TO DO »
1. Can you output the passage on Iceland's Orca plant word for word, starting at "The world’s largest" and ending at "cools into stone."?
2. Does each statement below agree with the passage on Iceland's Orca plant? Answer yes or no for (a), (b) and (c), quoting the words from the passage that decide it.
(a) The Orca plant was built by an Icelandic company.
(b) The plant is powered by geothermal energy.
(c) The captured carbon dioxide is pumped into deep basalt caverns.

The world’s largest carbon removal plant went online in Iceland. Built by Swiss company Climeworks and powered by geothermal energy, the Orca plant features high-tech fan and filter systems that can pull about 4,000 metric tons of carbon dioxide from the atmosphere each year, roughly the equivalent of taking 870 cars off the road. Technology by Carbfix mixes the CO2 with water and pumps it into deep basalt caverns, where it eventually cools into stone.

Melanie Stetson Freeman/Staff/File
A carbon injection site well near the Hellisheidi Geothermal Power Plant, photographed in 2017, was a precursor to the Orca carbon capture and storage facility that became operational Sept. 8.

INFORMATION PROVIDED »

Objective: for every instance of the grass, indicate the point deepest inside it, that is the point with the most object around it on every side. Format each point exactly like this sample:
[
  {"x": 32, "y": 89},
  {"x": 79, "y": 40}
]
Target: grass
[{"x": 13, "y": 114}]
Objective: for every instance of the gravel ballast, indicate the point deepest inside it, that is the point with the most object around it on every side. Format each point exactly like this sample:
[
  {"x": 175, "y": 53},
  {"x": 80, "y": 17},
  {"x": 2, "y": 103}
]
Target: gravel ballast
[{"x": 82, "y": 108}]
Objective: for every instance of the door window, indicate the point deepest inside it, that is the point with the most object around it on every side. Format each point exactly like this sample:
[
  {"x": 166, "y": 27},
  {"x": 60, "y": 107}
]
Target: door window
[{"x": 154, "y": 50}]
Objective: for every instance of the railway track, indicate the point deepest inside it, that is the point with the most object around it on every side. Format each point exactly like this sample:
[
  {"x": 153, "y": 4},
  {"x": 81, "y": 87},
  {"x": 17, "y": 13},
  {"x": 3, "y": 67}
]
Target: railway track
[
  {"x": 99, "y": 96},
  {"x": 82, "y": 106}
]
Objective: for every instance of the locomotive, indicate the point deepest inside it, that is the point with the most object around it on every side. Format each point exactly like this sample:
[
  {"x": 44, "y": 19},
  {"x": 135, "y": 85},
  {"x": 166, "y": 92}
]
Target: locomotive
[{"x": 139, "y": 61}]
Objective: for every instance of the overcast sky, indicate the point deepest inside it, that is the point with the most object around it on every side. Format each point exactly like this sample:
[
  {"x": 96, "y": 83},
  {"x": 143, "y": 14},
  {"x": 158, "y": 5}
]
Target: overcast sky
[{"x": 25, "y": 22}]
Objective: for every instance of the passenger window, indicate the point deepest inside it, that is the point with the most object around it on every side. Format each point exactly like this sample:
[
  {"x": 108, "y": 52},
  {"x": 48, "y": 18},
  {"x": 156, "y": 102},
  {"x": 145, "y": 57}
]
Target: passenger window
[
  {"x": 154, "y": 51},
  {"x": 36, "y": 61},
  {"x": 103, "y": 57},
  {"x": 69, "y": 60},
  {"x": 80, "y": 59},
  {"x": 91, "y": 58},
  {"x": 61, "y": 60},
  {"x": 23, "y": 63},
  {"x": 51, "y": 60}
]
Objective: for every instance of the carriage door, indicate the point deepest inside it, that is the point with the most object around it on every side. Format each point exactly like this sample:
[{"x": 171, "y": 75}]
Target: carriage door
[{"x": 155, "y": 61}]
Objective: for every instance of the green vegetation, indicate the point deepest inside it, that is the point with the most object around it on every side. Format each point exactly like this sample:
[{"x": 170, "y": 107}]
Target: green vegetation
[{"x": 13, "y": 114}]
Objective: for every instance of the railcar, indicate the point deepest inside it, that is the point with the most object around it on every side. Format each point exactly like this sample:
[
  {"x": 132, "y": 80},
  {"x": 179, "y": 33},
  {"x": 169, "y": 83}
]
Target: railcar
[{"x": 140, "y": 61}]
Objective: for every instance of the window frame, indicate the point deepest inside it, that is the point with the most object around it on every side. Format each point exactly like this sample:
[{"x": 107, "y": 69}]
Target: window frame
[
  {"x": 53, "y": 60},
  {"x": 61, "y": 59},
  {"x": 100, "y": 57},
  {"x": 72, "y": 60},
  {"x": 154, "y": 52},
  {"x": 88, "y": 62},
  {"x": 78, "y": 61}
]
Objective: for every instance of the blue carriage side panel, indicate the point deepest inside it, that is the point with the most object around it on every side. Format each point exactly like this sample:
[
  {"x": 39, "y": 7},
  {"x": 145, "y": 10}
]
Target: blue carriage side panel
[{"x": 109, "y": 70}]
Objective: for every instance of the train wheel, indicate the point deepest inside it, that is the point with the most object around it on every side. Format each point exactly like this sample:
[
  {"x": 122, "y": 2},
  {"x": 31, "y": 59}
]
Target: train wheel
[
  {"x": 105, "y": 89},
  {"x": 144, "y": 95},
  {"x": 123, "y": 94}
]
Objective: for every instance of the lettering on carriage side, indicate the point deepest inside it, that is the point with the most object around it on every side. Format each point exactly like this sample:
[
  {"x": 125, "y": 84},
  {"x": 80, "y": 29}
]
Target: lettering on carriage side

RESPONSES IN ORDER »
1.
The world’s largest carbon removal plant went online in Iceland. Built by Swiss company Climeworks and powered by geothermal energy, the Orca plant features high-tech fan and filter systems that can pull about 4,000 metric tons of carbon dioxide from the atmosphere each year, roughly the equivalent of taking 870 cars off the road. Technology by Carbfix mixes the CO2 with water and pumps it into deep basalt caverns, where it eventually cools into stone.

2.
(a) No: "Built by Swiss company Climeworks"
(b) Yes: "powered by geothermal energy"
(c) Yes: "pumps it into deep basalt caverns"